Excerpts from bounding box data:
++++++

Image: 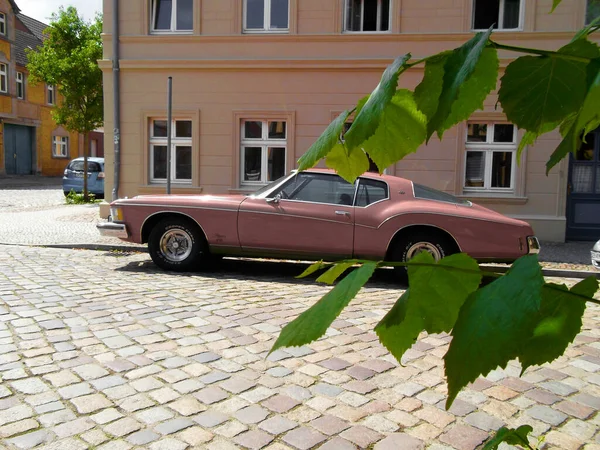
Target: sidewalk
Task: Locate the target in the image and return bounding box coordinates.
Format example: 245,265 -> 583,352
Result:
0,176 -> 599,273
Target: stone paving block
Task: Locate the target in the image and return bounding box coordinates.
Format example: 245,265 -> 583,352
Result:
104,417 -> 142,437
193,409 -> 229,428
527,405 -> 567,426
262,394 -> 300,414
373,433 -> 431,450
177,426 -> 214,447
283,427 -> 327,450
258,416 -> 298,436
439,425 -> 489,450
154,417 -> 194,435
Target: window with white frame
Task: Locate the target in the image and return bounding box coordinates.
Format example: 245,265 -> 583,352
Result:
585,0 -> 600,25
52,136 -> 69,158
244,0 -> 290,32
0,63 -> 8,94
150,119 -> 192,183
344,0 -> 391,32
151,0 -> 194,33
17,72 -> 25,100
240,120 -> 287,185
464,123 -> 517,193
46,84 -> 56,105
473,0 -> 524,30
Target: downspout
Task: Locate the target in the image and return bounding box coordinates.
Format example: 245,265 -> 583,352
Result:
112,0 -> 121,201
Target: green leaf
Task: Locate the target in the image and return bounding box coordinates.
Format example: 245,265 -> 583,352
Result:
415,51 -> 452,119
325,144 -> 369,183
444,255 -> 544,409
498,40 -> 597,135
360,89 -> 427,172
550,0 -> 562,13
344,54 -> 410,150
375,252 -> 482,361
296,260 -> 330,278
483,425 -> 533,450
436,48 -> 500,139
317,261 -> 356,284
298,110 -> 350,170
519,277 -> 598,374
269,262 -> 377,354
427,27 -> 492,140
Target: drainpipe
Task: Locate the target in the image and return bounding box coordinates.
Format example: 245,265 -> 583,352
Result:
112,0 -> 121,201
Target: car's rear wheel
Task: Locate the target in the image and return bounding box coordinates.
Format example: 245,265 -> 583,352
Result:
391,230 -> 458,281
148,218 -> 209,272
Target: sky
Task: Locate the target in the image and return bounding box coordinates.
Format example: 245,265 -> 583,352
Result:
15,0 -> 102,23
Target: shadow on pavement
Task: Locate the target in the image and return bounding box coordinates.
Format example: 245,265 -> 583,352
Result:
116,258 -> 407,289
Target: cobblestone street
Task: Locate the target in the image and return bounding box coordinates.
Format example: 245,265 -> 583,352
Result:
0,246 -> 600,450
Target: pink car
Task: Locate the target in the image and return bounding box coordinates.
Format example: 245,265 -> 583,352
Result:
98,169 -> 540,271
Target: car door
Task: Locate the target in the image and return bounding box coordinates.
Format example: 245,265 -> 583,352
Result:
238,172 -> 355,259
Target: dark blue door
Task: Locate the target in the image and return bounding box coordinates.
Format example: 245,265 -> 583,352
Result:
567,129 -> 600,241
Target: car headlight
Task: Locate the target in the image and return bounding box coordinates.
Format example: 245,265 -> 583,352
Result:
110,206 -> 123,222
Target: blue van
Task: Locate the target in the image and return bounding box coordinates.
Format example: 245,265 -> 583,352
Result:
63,156 -> 104,198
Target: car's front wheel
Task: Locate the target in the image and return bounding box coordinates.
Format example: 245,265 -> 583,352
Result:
148,218 -> 208,272
391,231 -> 457,280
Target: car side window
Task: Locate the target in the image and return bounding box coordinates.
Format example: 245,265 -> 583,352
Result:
356,178 -> 388,206
279,173 -> 355,206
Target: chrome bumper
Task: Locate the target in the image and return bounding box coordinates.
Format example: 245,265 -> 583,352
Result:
96,222 -> 129,239
527,236 -> 540,255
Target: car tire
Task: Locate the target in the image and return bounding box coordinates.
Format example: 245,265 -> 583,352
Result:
391,231 -> 457,281
148,218 -> 209,272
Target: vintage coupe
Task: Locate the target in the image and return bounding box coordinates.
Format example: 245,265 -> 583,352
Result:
97,169 -> 540,271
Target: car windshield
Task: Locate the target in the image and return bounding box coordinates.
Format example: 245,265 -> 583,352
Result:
413,183 -> 471,205
245,175 -> 289,197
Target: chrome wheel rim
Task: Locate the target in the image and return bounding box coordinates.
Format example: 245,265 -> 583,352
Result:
160,229 -> 193,262
406,242 -> 442,261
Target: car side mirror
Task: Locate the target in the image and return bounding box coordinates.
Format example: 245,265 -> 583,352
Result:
267,194 -> 281,204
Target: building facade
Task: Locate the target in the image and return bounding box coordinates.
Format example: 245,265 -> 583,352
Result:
0,0 -> 104,176
100,0 -> 600,241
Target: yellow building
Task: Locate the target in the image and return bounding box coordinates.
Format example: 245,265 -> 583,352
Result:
0,0 -> 83,176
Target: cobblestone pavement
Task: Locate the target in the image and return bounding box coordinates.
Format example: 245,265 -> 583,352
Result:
0,246 -> 600,450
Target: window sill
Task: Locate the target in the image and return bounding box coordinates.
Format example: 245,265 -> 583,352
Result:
456,194 -> 529,205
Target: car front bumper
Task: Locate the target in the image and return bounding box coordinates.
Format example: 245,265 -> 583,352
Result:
96,222 -> 129,239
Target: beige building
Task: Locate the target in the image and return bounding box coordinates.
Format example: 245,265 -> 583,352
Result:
101,0 -> 600,241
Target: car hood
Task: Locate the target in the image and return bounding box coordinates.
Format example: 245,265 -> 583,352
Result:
111,194 -> 246,209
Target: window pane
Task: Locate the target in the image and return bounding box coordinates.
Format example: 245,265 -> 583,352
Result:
177,0 -> 194,30
267,147 -> 285,181
492,152 -> 514,188
465,152 -> 485,187
346,0 -> 361,31
244,147 -> 262,181
246,0 -> 265,30
269,122 -> 286,139
363,0 -> 378,31
356,178 -> 387,206
379,0 -> 390,31
473,0 -> 500,30
502,0 -> 521,29
271,0 -> 289,29
175,120 -> 192,137
152,145 -> 167,179
494,123 -> 515,142
244,121 -> 262,139
175,145 -> 192,180
467,123 -> 487,142
585,0 -> 600,25
152,120 -> 167,137
154,0 -> 173,30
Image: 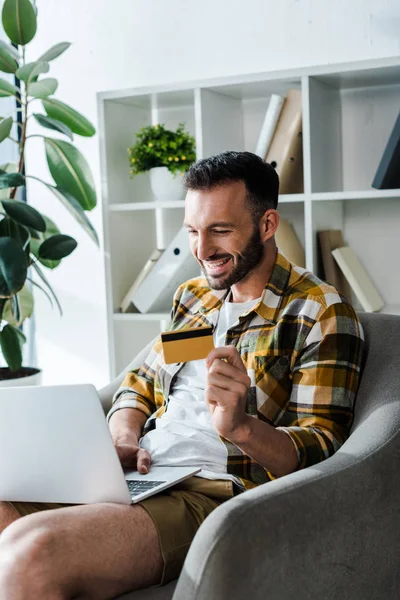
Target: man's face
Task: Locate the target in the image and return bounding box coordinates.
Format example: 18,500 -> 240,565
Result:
185,182 -> 265,290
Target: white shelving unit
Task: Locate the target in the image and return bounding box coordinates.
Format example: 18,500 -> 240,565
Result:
98,57 -> 400,376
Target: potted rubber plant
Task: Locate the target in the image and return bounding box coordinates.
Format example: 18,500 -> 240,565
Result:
128,123 -> 196,200
0,0 -> 98,387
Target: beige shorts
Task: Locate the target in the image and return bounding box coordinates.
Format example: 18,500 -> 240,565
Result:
10,477 -> 239,585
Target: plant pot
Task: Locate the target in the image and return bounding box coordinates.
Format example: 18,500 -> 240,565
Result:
149,167 -> 185,202
0,367 -> 42,389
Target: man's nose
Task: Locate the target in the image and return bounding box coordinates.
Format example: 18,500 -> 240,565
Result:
196,233 -> 216,260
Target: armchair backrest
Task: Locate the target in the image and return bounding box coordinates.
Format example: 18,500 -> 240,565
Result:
351,313 -> 400,442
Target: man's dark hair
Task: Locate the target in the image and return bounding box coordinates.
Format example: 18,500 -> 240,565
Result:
183,150 -> 279,222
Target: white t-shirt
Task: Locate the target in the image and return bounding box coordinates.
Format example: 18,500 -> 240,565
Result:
140,298 -> 260,484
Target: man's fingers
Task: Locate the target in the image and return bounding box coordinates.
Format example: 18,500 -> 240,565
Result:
207,373 -> 249,395
208,359 -> 250,385
206,346 -> 246,372
137,448 -> 151,474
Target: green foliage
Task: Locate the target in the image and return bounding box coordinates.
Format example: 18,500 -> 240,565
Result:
128,123 -> 196,178
0,0 -> 98,371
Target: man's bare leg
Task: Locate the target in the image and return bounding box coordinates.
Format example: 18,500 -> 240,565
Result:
0,504 -> 163,600
0,502 -> 20,534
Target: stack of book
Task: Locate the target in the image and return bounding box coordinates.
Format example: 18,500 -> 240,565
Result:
318,229 -> 384,312
120,227 -> 200,313
255,89 -> 304,194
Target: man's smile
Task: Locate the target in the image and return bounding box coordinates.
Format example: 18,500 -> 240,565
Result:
202,256 -> 231,275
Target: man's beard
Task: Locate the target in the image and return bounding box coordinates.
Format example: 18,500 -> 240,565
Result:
203,227 -> 265,290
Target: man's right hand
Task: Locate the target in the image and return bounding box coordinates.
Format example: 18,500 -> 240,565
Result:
111,433 -> 151,474
108,408 -> 151,474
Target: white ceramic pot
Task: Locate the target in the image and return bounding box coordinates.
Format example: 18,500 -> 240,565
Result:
149,167 -> 185,201
0,367 -> 42,389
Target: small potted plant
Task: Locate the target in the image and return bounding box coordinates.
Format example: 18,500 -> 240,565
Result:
0,0 -> 98,387
128,123 -> 196,200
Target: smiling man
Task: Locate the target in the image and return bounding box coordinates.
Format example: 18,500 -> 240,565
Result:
0,152 -> 363,600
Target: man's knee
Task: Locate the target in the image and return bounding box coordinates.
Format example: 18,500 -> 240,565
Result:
0,517 -> 61,600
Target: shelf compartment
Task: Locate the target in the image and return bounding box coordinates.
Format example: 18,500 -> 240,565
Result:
309,67 -> 400,193
311,189 -> 400,202
113,313 -> 170,322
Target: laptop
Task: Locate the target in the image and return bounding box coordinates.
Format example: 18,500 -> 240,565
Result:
0,384 -> 201,504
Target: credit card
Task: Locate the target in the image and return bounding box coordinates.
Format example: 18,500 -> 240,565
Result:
161,327 -> 214,365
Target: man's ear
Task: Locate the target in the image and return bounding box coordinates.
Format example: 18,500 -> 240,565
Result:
260,208 -> 279,242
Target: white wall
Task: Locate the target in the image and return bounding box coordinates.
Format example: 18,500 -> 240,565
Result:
27,0 -> 400,386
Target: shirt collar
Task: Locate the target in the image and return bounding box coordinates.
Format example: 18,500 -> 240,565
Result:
199,252 -> 292,323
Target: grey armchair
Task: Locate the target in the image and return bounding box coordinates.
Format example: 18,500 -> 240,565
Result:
101,314 -> 400,600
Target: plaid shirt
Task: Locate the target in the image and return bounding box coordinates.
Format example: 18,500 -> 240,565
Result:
109,253 -> 364,489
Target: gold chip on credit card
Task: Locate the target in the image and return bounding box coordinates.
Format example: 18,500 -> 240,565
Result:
161,327 -> 214,365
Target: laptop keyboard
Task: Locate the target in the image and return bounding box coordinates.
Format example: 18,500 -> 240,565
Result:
126,479 -> 166,498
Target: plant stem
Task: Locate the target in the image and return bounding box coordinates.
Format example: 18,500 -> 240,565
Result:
10,46 -> 28,200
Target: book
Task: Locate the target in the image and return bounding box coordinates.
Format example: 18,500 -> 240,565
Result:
275,219 -> 306,267
372,112 -> 400,190
120,249 -> 163,312
254,94 -> 285,158
318,229 -> 352,302
332,246 -> 384,312
265,89 -> 304,194
132,227 -> 200,313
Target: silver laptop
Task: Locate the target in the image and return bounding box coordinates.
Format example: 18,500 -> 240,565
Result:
0,384 -> 200,504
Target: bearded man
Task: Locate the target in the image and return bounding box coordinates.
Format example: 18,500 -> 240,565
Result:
0,152 -> 363,600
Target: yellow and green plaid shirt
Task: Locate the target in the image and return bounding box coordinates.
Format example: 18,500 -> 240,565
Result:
110,253 -> 364,488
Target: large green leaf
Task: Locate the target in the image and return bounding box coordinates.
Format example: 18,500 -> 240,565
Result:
25,175 -> 99,246
2,200 -> 46,232
0,217 -> 30,249
33,113 -> 74,141
28,77 -> 58,98
0,173 -> 25,189
32,262 -> 63,316
39,233 -> 78,260
0,325 -> 25,372
3,285 -> 34,327
0,40 -> 18,73
30,209 -> 61,269
47,185 -> 99,246
0,117 -> 13,142
2,0 -> 37,46
0,79 -> 19,98
39,42 -> 71,60
42,98 -> 96,137
0,40 -> 21,62
0,237 -> 28,298
44,138 -> 97,210
15,60 -> 50,85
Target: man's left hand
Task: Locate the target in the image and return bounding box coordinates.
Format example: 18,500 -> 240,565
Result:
205,346 -> 251,443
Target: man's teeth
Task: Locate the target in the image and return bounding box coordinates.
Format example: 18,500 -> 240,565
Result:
207,258 -> 229,268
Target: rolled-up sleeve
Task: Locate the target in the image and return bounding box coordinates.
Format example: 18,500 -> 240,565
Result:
277,302 -> 364,468
107,341 -> 160,420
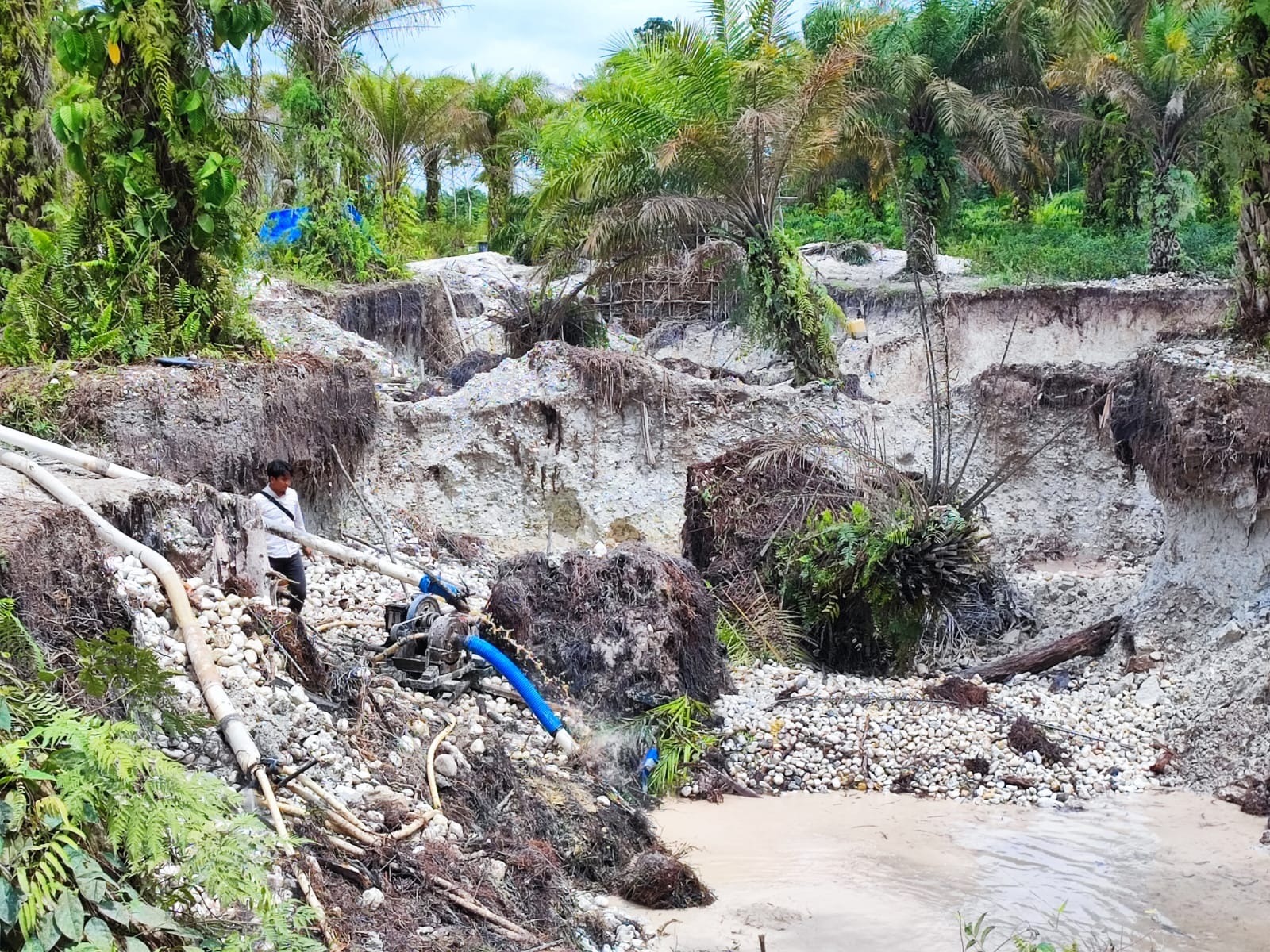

++++++

Request: Edit the lines between the one holding "Target: vintage coupe" and the one holding "97,169 -> 540,271", inclusive, so that "vintage coupe" becomes "classic coupe" and nothing else changes. Return only those lines.

Solution to this problem:
Target: classic coupe
Task: Locate the target in the image and return bounding box coordinates.
Format example: 245,265 -> 583,352
Result:
97,169 -> 540,271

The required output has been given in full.